What the task requires: Render the data below as a numbered list, leaving out any blank lines.

╭──

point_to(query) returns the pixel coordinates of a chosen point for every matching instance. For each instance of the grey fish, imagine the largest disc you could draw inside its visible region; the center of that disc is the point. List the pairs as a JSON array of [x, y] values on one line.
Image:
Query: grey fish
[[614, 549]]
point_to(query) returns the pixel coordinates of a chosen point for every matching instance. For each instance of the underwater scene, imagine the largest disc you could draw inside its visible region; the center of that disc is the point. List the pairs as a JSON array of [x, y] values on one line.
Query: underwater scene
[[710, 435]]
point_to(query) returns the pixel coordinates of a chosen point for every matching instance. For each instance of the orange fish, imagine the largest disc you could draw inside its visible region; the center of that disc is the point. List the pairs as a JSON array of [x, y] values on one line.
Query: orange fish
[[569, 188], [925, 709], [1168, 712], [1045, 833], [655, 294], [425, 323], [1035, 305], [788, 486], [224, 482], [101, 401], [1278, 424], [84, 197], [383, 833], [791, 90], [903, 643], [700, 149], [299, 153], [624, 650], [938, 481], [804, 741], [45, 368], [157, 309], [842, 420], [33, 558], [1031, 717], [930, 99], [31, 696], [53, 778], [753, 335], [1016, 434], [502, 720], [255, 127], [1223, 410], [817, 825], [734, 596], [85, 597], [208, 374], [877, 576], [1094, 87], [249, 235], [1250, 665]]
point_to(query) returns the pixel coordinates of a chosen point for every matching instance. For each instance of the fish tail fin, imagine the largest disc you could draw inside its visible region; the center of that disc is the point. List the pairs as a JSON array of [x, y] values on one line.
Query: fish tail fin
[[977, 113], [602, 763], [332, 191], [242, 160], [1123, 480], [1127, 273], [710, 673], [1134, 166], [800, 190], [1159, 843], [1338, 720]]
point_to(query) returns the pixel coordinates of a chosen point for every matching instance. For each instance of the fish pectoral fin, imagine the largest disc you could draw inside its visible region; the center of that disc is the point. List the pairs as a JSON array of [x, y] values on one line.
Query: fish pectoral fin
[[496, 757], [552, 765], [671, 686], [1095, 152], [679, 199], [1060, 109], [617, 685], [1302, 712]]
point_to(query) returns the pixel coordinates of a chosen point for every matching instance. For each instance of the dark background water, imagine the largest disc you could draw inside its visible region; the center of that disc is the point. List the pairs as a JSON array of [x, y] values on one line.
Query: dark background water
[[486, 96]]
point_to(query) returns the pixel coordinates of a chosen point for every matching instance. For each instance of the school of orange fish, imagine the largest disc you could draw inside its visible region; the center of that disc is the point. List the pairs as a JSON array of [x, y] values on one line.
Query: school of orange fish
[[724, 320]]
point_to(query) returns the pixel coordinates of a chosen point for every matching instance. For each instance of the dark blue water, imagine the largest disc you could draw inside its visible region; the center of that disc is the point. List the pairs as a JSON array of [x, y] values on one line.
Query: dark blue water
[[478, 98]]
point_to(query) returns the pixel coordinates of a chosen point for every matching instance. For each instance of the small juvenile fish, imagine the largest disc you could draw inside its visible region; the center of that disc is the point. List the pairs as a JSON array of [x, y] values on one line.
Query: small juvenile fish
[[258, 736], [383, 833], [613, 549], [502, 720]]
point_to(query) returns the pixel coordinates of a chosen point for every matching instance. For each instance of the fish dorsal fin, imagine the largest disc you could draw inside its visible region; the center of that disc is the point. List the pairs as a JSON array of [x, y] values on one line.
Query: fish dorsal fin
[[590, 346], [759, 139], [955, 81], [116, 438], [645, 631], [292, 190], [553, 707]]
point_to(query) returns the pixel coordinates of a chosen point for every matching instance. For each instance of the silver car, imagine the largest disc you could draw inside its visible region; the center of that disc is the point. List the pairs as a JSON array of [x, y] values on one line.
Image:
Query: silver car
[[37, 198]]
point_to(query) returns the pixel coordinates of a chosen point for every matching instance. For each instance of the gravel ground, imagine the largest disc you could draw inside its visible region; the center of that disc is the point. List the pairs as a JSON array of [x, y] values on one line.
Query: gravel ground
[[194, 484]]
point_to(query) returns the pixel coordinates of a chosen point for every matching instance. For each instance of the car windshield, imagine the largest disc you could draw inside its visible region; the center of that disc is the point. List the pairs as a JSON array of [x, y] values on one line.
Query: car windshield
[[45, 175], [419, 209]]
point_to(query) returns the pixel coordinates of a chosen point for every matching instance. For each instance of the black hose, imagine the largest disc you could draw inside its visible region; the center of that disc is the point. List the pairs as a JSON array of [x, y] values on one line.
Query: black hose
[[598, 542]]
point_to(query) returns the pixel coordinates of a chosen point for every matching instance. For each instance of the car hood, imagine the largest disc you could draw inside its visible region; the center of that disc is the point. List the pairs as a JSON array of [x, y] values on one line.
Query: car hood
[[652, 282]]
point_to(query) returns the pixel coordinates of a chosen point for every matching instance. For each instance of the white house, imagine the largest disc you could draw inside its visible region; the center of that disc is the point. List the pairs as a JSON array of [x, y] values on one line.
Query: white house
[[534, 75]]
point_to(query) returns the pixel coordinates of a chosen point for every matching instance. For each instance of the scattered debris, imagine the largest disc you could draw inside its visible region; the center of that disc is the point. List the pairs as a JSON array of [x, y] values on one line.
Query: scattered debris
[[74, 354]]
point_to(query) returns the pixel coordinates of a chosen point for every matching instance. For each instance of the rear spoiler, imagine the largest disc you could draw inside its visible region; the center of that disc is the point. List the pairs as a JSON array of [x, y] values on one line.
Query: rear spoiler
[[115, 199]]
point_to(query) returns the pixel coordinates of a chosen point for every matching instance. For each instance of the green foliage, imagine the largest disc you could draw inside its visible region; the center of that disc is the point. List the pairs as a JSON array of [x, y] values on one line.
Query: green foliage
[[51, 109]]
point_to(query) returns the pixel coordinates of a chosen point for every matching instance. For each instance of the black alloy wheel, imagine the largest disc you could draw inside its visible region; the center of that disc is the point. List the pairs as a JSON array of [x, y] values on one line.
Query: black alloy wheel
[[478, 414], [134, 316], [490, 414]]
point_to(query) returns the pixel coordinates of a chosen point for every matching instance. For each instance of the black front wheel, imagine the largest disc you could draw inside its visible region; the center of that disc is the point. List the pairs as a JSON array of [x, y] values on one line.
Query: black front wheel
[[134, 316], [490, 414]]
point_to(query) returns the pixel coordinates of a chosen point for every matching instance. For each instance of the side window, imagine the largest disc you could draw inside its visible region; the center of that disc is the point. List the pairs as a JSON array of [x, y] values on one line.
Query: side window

╰──

Answer below:
1. point_to(query) returns the pixel coordinates of a chosen point for every matching instance. For each instance of the grey fish, imagine the largest disc you could draw inside its visible region; the center of that disc is the point. List the pairs as a JSON array of [x, y] values on one line.
2. Image:
3. Query: grey fish
4. [[614, 549]]
5. point_to(query) returns the pixel coordinates of a chosen point for every matching instance. For each instance of the underwater scene, imagine the largest disc you could draw inside its visible region; the center of that disc is the point. List the pairs as a JSON array of [x, y] values on one line.
6. Query: underwater scene
7. [[710, 435]]
8. point_to(query) returns the pixel coordinates of a chosen point for every matching instance. For each instance of the orange fish, imagine the largest disc you could draw inside its visible region; the center of that disc is the point. List the pairs as a JSON array of [x, y] values on one line.
9. Query: orange fish
10. [[569, 188], [925, 709], [1168, 712], [1045, 833], [655, 294], [425, 323], [1035, 305], [788, 486], [224, 482], [101, 401], [1278, 424], [84, 197], [383, 833], [791, 90], [903, 643], [700, 149], [299, 153], [624, 650], [938, 481], [804, 741], [45, 368], [157, 309], [842, 420], [33, 558], [1031, 717], [930, 99], [31, 696], [53, 778], [753, 335], [1016, 434], [502, 720], [255, 127], [1223, 410], [817, 825], [734, 596], [85, 597], [208, 374], [877, 576], [1094, 87], [249, 235], [1250, 665]]
11. point_to(query) returns the pixel coordinates of a chosen point for every matching instance. For each instance of the fish tail fin, imagine the largest disc you could draw inside its visible region; the center of that disc is the point. List the pairs as a JSON array of [x, y] values on one line.
12. Query: fish tail fin
13. [[977, 113], [602, 763], [332, 191], [242, 160], [1123, 480], [1127, 273], [710, 673], [1134, 166], [800, 190], [1159, 843], [1338, 720]]
14. point_to(query) returns the pixel coordinates of a chosen point for every matching instance. For each instance of the fish pectoral fin, imagine the largest disc you could draw inside its visible region; the center of that disc is the point. List the pairs as a JSON array of [x, y] values on one line.
15. Query: fish pectoral fin
16. [[496, 757], [552, 765], [671, 686], [1095, 152], [679, 199], [1060, 109], [617, 685], [1302, 712]]
17. point_to(query) returns the pixel coordinates of a chosen point for every matching instance. For each instance of the dark background water, imagine the largest disc you could draw inside its visible region; the center of that disc is the point. List the pairs as a JSON array of [x, y] values on one line.
18. Query: dark background water
19. [[486, 96]]
20. point_to(query) returns the pixel coordinates of a chosen point for every matching instance. For each instance of the school of orange fish, imagine the largest disc you could draw inside its visible region; the center of that disc is the point. List the pairs as a JSON array of [x, y] values on one line.
21. Query: school of orange fish
22. [[724, 320]]
23. point_to(query) returns the pixel coordinates of a chosen point for every matching instance. For each instance of the dark blue water, imagine the largest disc you could draw inside its visible region; the center of that disc is the point. List the pairs as a JSON array of [x, y] values on one line.
24. Query: dark blue water
25. [[478, 98]]
26. point_to(query) returns the pixel coordinates of a chosen point for every matching instance. For each instance of the small juvenile fish, imagine the largest disc you could draw inside its visible region; the center of that disc is the point. List the pairs as a JSON array of [x, y] values on one line.
27. Query: small juvenile fish
28. [[258, 736], [383, 833], [613, 549], [502, 720]]
29. point_to(query) returns the pixel coordinates of a chosen point for every matching instance. For each instance of the fish dorsal fin, imagine the largest disc you could draw inside its visible region; the center of that disc is the point. List the pairs as a JSON array of [x, y] values on one line.
30. Query: fish dorsal fin
31. [[590, 346], [759, 139], [955, 81], [116, 438], [645, 631], [292, 190], [553, 707]]
32. point_to(query) returns the pixel coordinates of a chosen point for every matching instance. For each instance of the silver car, imagine the largest disc you could draw inside its visible region; the center of that disc is the point. List the pairs as a JSON array of [x, y] values on one line.
33. Image:
34. Query: silver car
35. [[37, 198]]
36. point_to(query) returns the pixel coordinates of a chosen point for every matching instance. For each instance of the gravel ground, imagine the largest disc you could draw inside its visible region; the center of that disc is the point. List the pairs as a JSON array of [x, y] values on one line.
37. Query: gravel ground
38. [[194, 484]]
39. point_to(query) returns the pixel coordinates of a chosen point for every matching instance. For each instance of the car windshield, imagine the largest disc you could draw inside its visible region; the center of that disc is the point. List the pairs as a JSON array of [x, y] values on one line.
40. Query: car windshield
41. [[45, 175], [419, 209]]
42. point_to(query) returns the pixel coordinates of a chosen point for every matching instance. For each instance of the black hose, imagine the largest disc you could draw inside its visible region; the center of that disc is the point. List the pairs as a JSON array of [x, y] values on one line.
43. Query: black hose
44. [[598, 542]]
45. point_to(query) returns the pixel coordinates of a chosen point for every matching instance. For each instance of the car hood, imagine the largest disc you could draw inside its visible region; the center of that disc is the point. List the pairs as a JSON array of [x, y] values on one line.
46. Query: car hood
47. [[652, 282]]
48. point_to(query) returns the pixel coordinates of a chosen point for every matching instance. For each instance of the white house, imagine the largest disc you could draw inside its visible region; the center of that disc is the point. List the pairs as a JSON array of [x, y] values on one line.
49. Query: white house
50. [[534, 75]]
51. point_to(query) returns the pixel coordinates of a chosen point for every matching instance. For each instance of the scattered debris, imagine the largest disc you could draw inside its visible region; the center of that disc is the point. List the pairs as a JSON array of [x, y] values on one line.
52. Query: scattered debris
53. [[74, 354]]
54. point_to(query) returns the pixel coordinates of a chosen point for every matching instance. For each instance of the rear spoiler, imagine the largest disc you could draw inside its visible region; the center of that disc is the point. List the pairs as a JSON array of [x, y] values on one line.
55. Query: rear spoiler
56. [[115, 199]]
57. point_to(query) returns the pixel coordinates of a chosen point for every matching instance. For each instance of the green foliage, imagine the largest disc you could draw inside its visible region; the center of that disc is the point. List the pairs as a JSON array of [x, y] values on one line.
58. Query: green foliage
59. [[51, 109]]
60. point_to(query) returns the pixel coordinates of a chosen point for every matching instance. For each instance of the black alloy wheel, imagine the largest disc you could draw inside its visible region; the center of that disc is the point. List the pairs as a JSON array of [x, y] values on one line.
61. Query: black alloy wheel
62. [[478, 414], [134, 316], [490, 414]]
63. point_to(query) returns the pixel coordinates of a chosen point for every matching instance. For each instance of the black front wheel, imagine the largest disc you could draw inside its visible region; the center of that disc is the point. List the pairs as a JSON array of [x, y] values on one line.
64. Query: black front wheel
65. [[134, 316], [490, 414]]
66. point_to(query) returns the pixel coordinates of a chosen point for every matching instance. For each instance of the side window, imagine the largest disc you could draw inside its visible region; the center of that disc is the point. List the pairs as a JSON array of [x, y] values on one line.
67. Query: side window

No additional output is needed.